> Description of the task
Swap "wooden bridge" for "footbridge" in the records below, from the line with "blurred water in the photo above." through the end of the records, and give back only those lines with everything else left as it is.
-------- Material to process
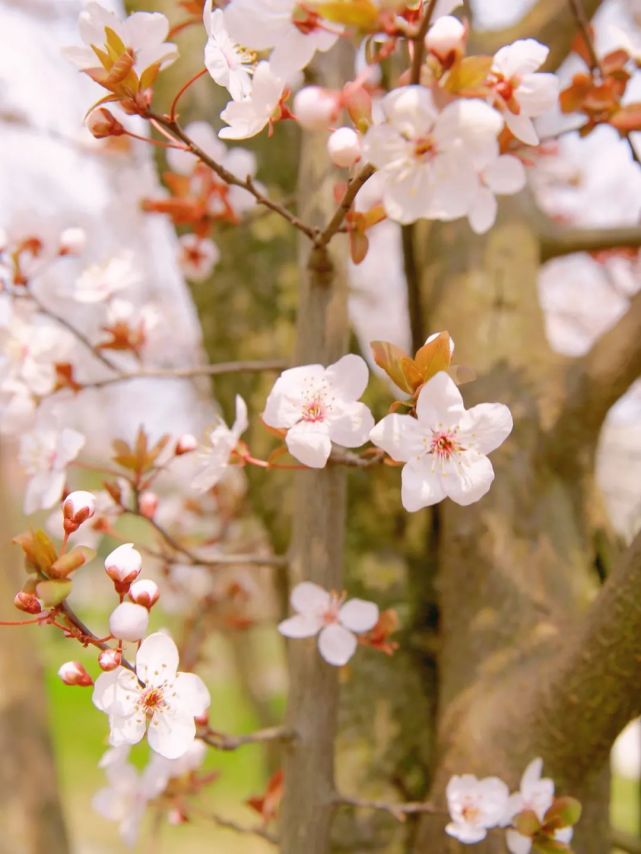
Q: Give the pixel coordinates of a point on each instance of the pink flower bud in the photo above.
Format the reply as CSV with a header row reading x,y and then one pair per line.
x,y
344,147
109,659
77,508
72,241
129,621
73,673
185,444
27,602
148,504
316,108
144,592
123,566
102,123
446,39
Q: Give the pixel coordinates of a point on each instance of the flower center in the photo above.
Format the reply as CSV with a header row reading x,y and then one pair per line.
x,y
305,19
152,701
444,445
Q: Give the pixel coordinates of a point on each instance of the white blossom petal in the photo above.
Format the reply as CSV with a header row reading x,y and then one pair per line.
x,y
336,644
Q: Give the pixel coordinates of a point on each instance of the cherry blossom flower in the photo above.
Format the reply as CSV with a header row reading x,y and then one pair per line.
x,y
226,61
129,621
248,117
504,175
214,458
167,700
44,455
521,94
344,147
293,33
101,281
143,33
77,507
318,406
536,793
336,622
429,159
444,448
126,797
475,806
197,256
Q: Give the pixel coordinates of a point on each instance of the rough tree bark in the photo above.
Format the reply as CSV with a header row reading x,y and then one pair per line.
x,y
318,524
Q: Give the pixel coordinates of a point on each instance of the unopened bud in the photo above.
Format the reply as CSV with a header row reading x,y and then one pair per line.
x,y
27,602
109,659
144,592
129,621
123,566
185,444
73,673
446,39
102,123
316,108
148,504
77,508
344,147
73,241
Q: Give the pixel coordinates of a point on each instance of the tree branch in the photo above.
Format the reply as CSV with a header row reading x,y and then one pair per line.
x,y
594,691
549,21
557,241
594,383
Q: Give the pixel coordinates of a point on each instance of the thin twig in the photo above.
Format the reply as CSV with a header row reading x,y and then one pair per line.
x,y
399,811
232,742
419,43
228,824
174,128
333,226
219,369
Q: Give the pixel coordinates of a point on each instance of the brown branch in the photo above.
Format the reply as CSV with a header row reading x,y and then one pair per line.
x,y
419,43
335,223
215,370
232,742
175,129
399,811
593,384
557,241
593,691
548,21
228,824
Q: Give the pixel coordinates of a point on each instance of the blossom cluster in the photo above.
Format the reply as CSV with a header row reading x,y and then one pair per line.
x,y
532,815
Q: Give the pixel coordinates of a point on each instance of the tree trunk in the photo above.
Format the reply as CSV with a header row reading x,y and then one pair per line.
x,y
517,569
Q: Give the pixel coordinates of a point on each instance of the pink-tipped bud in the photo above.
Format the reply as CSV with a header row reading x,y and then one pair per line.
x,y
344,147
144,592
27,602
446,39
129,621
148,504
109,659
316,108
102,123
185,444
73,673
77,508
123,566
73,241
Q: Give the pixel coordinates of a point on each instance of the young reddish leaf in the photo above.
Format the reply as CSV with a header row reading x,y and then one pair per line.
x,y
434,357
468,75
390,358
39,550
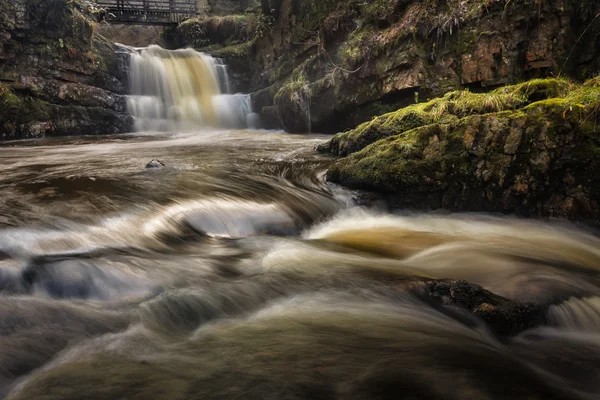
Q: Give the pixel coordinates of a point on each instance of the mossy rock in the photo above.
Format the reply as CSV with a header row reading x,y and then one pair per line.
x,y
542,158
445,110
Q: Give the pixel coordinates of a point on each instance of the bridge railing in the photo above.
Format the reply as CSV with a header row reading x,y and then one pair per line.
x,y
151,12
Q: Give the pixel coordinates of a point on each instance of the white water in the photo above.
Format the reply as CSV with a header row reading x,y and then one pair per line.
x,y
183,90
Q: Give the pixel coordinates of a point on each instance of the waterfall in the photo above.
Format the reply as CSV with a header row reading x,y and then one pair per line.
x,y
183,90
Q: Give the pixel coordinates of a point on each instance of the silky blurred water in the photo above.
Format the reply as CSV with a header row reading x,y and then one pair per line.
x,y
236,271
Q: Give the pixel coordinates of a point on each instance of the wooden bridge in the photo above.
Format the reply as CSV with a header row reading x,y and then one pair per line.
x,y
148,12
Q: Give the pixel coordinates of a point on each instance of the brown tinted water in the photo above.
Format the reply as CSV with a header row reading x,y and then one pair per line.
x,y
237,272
----------------
> Task result
Q: Give the pixel coordinates of a point on each instance of the silky blurred water in the photo above.
Format the reply as CSV with a header row reading x,y and then one pair per line.
x,y
236,271
Q: Give the pixel coordinates of a point on each instance of the footbridge in the photo above.
Format the reply as CSV with a header row reading x,y and then one pair per line.
x,y
148,12
Q: Give the pixel coordinates of a point on each instance of the brown tinted water in the photo above.
Format the reply as CSV with a header row reading x,y and then one pair per line.
x,y
237,272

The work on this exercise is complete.